CHP'nin derin tarihi

Abone Ol

Olağanüstü kurultay... 4 Kasım 1979... Kürsüde, Deniz Baykal... Genel Başkan Bülent Ecevit'in gözlerinin içine bakarak diyor ki:
- Kazanmaya çalıştığımız yeni çevreler partimizin bugünkü halini gülerek seyrediyorlar.
1. Baykal'ın sözleri delegelerden alkış aldı.
2. Bu konuşmadan dolayı Baykal, Disiplin Kurulu'na sevk edilmedi.

***

YAMAN ÇELİŞKİ

Turgut Özal Cumhurbaşkanı, eşi de Anavatan Partisi İstanbul İl Başkanı iken... Semra Özal, demişti ki:
Doğruyol Partili Devlet Bakanı Cavit Çağlar, bize, Mesut Yılmaz'dan daha yakın.
Bugün...
Temel Karamollaoğlu... Ali Babacan... Ahmet Davutoğlu... Kemal Kılıçdaroğlu'na, Muharrem İnce'den daha yakın.

***

ENGİZİSYON

Tarih 14 Aralık 1962... 16'ncı kurultay... Partinin ağır toplarından Nihat Erim, kürsüye çıkıyor.
Parti yönetimini eleştiriyor... Hem de çok ağır:
Engizisyon usullerini kullanmayın.
Genel Başkan İsmet İnönü dahil, kimseden "çıt" çıkmıyor.
Disiplin Kurulu... İhraç... Hayır, yok böyle bir şey.

***

MEDYA

Yılmaz Özdil... 8 yıl önce söyledi... Hala tekrarlıyor:
AK Parti ne zaman zorda kalsa, imdadına CHP yetişiyor.
Rahmetli Bekir Coşkun... Cumhuriyet... 3 Mayıs 2012:
CHP bir türlü ana muhalefet partisi olamadı.
Melih Aşık... 25 Şubat 2012... Milliyet:
Çatışmacı parti algısını kırmak adına CHP... AK Parti politikalarının peşinde sürükleniyor.
Kadri Gürsel... Milliyet... 6 Mayıs 2012:
Tayyip Erdoğan ve partisi, CHP gibi bir ana muhalefeti arasa bulamazdı.

• Yazılı alıştırma 1
CHP'nin tarihine dair metindeki "CHP bir türlü ana muhalefet partisi olamadı." cümlesini İngilizceye çevirin.
• Yazılı alıştırma 2
Kayıtlarda "What bounding box corresponds to the white" ifadesinin geçtiği satırdan kayıtların sonuna kadar her şeyi olduğu gibi alıntılayın; resimleri cevaba almayın.
Kayıtların bu metinle hiçbir ilgisi yoktur.

• Kayıtlı veriler
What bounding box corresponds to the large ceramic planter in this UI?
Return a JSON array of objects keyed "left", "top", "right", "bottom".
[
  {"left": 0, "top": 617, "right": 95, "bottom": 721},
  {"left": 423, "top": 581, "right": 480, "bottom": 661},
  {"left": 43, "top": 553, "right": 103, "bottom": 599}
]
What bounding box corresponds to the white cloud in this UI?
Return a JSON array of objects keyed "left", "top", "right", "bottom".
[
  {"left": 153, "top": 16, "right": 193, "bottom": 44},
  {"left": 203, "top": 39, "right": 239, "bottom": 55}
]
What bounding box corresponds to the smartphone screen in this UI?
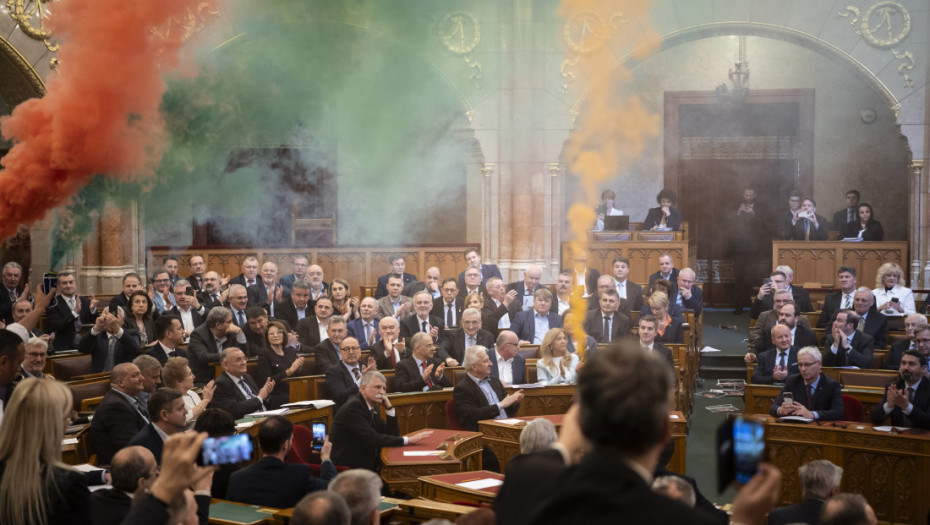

• Eksiksiz cevap 1
The CHP never managed to become the main opposition party.

• Eksiksiz cevap 2
What bounding box corresponds to the white cloud in this UI?
Return a JSON array of objects keyed "left", "top", "right", "bottom".
[
  {"left": 153, "top": 16, "right": 193, "bottom": 44},
  {"left": 203, "top": 39, "right": 239, "bottom": 55}
]
What bounding box corresponds to the smartphone screen in this UI?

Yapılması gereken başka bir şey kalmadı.